**YOUR TASK**
Copy the records below exactly as they are written.

--------------------------------------------------

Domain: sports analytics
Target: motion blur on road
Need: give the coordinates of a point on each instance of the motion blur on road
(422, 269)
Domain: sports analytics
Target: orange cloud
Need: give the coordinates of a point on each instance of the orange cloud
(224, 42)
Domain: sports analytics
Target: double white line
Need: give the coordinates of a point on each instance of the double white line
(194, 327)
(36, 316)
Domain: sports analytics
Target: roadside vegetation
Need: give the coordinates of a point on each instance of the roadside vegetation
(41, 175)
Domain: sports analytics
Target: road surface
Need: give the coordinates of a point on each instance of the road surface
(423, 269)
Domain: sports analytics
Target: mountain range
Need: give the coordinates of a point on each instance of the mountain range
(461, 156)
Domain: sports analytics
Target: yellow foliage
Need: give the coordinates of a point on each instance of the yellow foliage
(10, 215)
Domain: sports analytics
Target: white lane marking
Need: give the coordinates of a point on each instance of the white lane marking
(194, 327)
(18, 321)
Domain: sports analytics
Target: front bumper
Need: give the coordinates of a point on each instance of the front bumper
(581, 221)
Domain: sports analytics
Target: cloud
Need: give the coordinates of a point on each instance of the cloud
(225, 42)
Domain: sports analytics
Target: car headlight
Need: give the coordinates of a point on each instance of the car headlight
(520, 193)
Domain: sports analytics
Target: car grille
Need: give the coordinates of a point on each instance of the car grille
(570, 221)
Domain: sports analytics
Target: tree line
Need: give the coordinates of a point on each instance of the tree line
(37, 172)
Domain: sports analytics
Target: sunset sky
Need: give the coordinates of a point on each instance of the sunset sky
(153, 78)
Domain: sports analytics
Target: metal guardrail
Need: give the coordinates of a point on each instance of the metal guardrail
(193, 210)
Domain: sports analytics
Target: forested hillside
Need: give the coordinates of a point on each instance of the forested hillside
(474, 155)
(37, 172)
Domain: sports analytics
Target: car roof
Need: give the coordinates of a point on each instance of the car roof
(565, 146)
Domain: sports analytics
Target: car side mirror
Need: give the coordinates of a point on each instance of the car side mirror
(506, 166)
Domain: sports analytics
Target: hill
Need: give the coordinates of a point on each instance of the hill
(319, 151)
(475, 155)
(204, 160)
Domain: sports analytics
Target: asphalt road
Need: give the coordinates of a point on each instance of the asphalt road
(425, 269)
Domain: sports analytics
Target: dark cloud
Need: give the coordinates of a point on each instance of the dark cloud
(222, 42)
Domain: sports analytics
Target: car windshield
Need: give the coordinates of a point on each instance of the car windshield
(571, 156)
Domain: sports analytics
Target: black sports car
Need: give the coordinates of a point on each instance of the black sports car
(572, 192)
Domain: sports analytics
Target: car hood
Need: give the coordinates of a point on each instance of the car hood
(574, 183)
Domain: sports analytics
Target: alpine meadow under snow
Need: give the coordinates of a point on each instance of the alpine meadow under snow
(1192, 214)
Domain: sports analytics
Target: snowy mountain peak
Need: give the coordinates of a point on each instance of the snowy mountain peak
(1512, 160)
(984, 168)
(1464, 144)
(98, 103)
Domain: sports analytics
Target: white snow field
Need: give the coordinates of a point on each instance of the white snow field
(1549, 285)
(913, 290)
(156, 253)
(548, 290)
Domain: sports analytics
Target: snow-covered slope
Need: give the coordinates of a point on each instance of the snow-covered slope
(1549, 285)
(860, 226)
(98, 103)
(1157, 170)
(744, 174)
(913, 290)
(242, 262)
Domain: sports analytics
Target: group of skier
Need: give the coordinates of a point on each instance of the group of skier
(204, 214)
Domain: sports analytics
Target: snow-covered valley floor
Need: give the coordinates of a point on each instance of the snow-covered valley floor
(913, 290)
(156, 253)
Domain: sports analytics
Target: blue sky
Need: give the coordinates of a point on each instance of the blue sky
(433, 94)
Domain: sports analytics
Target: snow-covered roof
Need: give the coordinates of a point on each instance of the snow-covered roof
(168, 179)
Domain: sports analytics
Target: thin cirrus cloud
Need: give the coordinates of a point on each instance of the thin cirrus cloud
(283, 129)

--------------------------------------------------

**FINISHED ANSWER**
Domain: sports analytics
Target: motion blur on road
Need: give the coordinates of a point on each instance of the motion blur on road
(422, 269)
Domain: sports analytics
Target: orange cloud
Need: give the coordinates of a point on each instance of the orange cloud
(224, 42)
Domain: sports analytics
Target: double white line
Need: give the coordinates of a point on each instance of the double white line
(194, 327)
(36, 316)
Domain: sports analytics
Target: roadside vegetation
Need: give the coordinates of a point on each instance of the roadside vegetation
(41, 175)
Domain: sports analytics
Target: road surface
Need: give the coordinates of a point on each instance of the road surface
(423, 269)
Domain: sports analytics
Target: mountain range
Need: give the coordinates of a point on each instance of the mountain range
(461, 156)
Domain: sports analytics
Target: yellow foliage
Need: give the coordinates of a point on each instance of the yellow foliage
(10, 215)
Domain: sports analytics
Target: white lane marking
Need: give the coordinates of a point on each instance of the white lane marking
(194, 327)
(18, 321)
Domain: sports analytics
Target: front bumper
Need: give the coordinates of a point on each instance of the front bumper
(581, 221)
Domain: sports analytics
Target: cloud
Need: give the coordinates of a point on each instance of the cloud
(225, 42)
Domain: sports analytics
Target: car headlight
Need: give the coordinates of a point on each instance of the car headlight
(520, 193)
Domain: sports analytics
Target: car grille
Need: give the coordinates of a point on each instance of the car grille
(570, 221)
Domain: sports analytics
Target: tree line
Need: give the coordinates of a point on each instance of the tree line
(37, 172)
Domain: sports analytics
Target: sunset sky
Need: give the coordinates of a point on each instance of the sunset sky
(153, 78)
Domain: sports analytics
Target: metal guardrail
Need: give the coordinates of a point on each instance of the metal guardrail
(193, 210)
Domain: sports analytics
Target: forested hillside
Need: give the coordinates of a point on each instance of the forested hillside
(474, 155)
(37, 172)
Domain: sports analytics
Target: car roof
Need: give the coordinates of a point on each instance of the car roof
(565, 146)
Domain: sports analytics
Target: car side mirror
Need: give the coordinates of a point on each instance of the car side mirror
(506, 166)
Domain: sports analytics
Target: hill
Need: give the coordinates of a point on each instance of the hill
(319, 151)
(475, 155)
(204, 160)
Domain: sports analytics
Target: asphalt road
Need: give the coordinates of a point on each instance of the asphalt road
(425, 269)
Domain: sports analytics
Target: dark cloud
Need: give the coordinates of a point on each instance of the dark cloud
(222, 42)
Domain: sports analytics
Target: car windshield
Need: give the coordinates of a point on each instance of the car windshield
(571, 156)
Domain: sports analytics
Target: black sports car
Need: give the coordinates of a point on each instance of the black sports car
(572, 192)
Domain: sports analytics
Target: car hood
Need: give the coordinates of a point on each instance of the car hood
(574, 183)
Domain: sports analytics
Target: alpine meadow under snow
Need: give the coordinates of a point on each instance of the alpine meadow under snow
(1192, 214)
Domain: sports analytics
Target: snowy mountain peak
Need: give the coordinates of a point on each instance of the snowy mountain peak
(1512, 160)
(984, 168)
(1464, 144)
(98, 103)
Domain: sports analytics
Target: white snow field
Need: give the coordinates of a point on each instance of the white snow field
(1549, 285)
(913, 290)
(156, 253)
(548, 290)
Domain: sports analytics
Target: snow-covered slope
Need: give the coordinates of a point on each instance of the snow-covered slope
(1549, 285)
(860, 226)
(98, 103)
(1157, 170)
(744, 174)
(913, 290)
(242, 262)
Domain: sports analytics
Target: group of skier
Need: give the coordinates of a point on each instance of the group of skier
(204, 214)
Domain: sports analytics
Target: snow-covered valley floor
Need: give the coordinates of a point on each instance of the snow-covered valley floor
(913, 290)
(156, 253)
Domain: sports analytics
Target: blue sky
Need: give the coordinates of a point on each instance of the blue sky
(433, 94)
Domain: sports analytics
Target: snow-covered roof
Need: give the coordinates of a point on each instance of the snow-covered roof
(168, 179)
Domain: sports analytics
Target: thin cirrus cloud
Need: give the coordinates of a point on each instance of the thin cirrus cloud
(283, 129)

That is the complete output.